Excerpts from location labeling data
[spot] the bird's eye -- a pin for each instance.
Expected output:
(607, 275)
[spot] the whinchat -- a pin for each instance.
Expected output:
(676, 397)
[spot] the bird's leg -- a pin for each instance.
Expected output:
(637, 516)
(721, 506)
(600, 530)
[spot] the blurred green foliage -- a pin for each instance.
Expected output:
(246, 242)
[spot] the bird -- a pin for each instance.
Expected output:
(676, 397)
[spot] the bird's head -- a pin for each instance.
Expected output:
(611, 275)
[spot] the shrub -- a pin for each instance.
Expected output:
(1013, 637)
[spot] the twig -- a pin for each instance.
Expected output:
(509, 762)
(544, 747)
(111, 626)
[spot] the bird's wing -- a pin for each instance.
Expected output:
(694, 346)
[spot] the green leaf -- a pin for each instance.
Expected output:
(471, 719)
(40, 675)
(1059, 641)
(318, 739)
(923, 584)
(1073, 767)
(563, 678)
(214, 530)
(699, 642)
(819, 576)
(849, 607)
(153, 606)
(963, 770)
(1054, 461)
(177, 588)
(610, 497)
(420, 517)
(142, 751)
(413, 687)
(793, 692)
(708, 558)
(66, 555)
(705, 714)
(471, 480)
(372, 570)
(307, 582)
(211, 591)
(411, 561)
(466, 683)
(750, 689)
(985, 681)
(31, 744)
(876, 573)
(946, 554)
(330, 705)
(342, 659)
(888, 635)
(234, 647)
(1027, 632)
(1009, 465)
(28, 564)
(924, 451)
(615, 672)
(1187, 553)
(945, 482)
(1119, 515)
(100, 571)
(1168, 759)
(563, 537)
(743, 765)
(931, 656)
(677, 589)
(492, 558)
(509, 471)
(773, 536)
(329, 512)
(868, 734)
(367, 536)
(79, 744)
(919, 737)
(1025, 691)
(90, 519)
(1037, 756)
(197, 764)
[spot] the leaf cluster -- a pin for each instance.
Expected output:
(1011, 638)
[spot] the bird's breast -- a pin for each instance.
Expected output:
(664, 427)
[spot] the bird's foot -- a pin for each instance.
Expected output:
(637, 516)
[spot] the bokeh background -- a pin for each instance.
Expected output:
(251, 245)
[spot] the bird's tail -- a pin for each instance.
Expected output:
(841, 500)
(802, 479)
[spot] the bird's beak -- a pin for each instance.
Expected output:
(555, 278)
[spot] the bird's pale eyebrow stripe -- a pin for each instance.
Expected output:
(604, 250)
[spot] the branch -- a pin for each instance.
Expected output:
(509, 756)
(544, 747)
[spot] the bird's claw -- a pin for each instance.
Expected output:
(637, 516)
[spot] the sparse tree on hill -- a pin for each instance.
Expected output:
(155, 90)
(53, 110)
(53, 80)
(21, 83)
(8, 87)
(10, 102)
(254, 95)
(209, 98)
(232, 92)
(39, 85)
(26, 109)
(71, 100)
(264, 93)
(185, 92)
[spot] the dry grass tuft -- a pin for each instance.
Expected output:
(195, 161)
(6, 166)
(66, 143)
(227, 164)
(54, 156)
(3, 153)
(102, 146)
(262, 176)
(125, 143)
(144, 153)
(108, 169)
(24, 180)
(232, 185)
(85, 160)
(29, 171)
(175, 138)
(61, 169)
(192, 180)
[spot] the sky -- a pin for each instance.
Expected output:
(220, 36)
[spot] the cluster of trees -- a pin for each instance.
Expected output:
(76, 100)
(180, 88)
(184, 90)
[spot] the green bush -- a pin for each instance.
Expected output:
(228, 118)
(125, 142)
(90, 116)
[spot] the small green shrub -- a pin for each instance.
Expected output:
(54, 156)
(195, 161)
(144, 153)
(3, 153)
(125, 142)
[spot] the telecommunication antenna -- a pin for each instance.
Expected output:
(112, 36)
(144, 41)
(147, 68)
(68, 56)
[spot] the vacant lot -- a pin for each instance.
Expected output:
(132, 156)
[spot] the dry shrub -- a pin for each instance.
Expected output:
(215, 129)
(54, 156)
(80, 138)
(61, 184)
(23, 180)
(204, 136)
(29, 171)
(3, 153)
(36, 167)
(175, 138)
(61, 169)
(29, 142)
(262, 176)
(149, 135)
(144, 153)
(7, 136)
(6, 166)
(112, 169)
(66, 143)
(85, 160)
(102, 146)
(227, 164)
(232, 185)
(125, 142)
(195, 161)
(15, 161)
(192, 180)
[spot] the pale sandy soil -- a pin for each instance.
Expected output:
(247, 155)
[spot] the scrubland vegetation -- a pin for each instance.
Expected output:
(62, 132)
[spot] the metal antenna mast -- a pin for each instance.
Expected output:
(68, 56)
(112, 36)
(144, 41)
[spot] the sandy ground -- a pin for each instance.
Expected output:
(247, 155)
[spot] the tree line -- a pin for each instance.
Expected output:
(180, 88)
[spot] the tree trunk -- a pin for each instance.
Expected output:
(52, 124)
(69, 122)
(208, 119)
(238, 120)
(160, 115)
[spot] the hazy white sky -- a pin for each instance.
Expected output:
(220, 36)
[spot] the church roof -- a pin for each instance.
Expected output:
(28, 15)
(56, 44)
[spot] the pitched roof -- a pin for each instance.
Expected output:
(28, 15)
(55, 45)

> **PROBLEM REQUIREMENTS**
Format everything from the line containing "[spot] the telecommunication" down to the end of the records, both included, as a Markdown table with the columns Row and Line. Number each line in Row and leave out blank lines.

> **EXERCISE SOLUTION**
| Row | Line |
|---|---|
| 1 | [spot] the telecommunication antenna -- a pin for each instance. |
| 2 | Expected output: |
| 3 | (112, 36) |
| 4 | (144, 41) |
| 5 | (147, 68) |
| 6 | (68, 56) |
| 7 | [spot] the vacant lot -- a pin for each instance. |
| 8 | Expected output: |
| 9 | (132, 156) |
| 10 | [spot] the dry shrub -- a pin for each instance. |
| 11 | Expected output: |
| 12 | (215, 129) |
| 13 | (54, 156) |
| 14 | (80, 138) |
| 15 | (61, 184) |
| 16 | (23, 180) |
| 17 | (204, 136) |
| 18 | (29, 171) |
| 19 | (3, 153) |
| 20 | (36, 167) |
| 21 | (175, 138) |
| 22 | (61, 169) |
| 23 | (29, 142) |
| 24 | (262, 176) |
| 25 | (149, 135) |
| 26 | (144, 153) |
| 27 | (7, 136) |
| 28 | (6, 166) |
| 29 | (112, 169) |
| 30 | (66, 143) |
| 31 | (85, 160) |
| 32 | (102, 146) |
| 33 | (227, 164) |
| 34 | (232, 185) |
| 35 | (125, 142) |
| 36 | (195, 161) |
| 37 | (15, 161) |
| 38 | (192, 180) |
| 39 | [spot] the pale sandy soil -- a pin for each instance. |
| 40 | Expected output: |
| 41 | (247, 155) |
| 42 | [spot] the scrubland vegetation -- a pin for each instance. |
| 43 | Expected output: |
| 44 | (62, 132) |
| 45 | [spot] the metal antenna mast -- a pin for each instance. |
| 46 | Expected output: |
| 47 | (68, 56) |
| 48 | (112, 36) |
| 49 | (144, 41) |
| 50 | [spot] the sandy ground -- a pin for each instance. |
| 51 | Expected output: |
| 52 | (247, 155) |
| 53 | [spot] the tree line -- a pin for each instance. |
| 54 | Expected output: |
| 55 | (180, 88) |
| 56 | [spot] the tree trunk -- a pin for each instance. |
| 57 | Expected output: |
| 58 | (52, 124) |
| 59 | (69, 122) |
| 60 | (208, 119) |
| 61 | (238, 120) |
| 62 | (160, 115) |
| 63 | [spot] the hazy white sky -- a pin for each instance. |
| 64 | Expected output: |
| 65 | (220, 36) |
| 66 | [spot] the church roof -- a pin for each instance. |
| 67 | Expected output: |
| 68 | (28, 15) |
| 69 | (56, 44) |
| 70 | [spot] the pitched roof -- a pin for each instance. |
| 71 | Expected output: |
| 72 | (28, 15) |
| 73 | (55, 45) |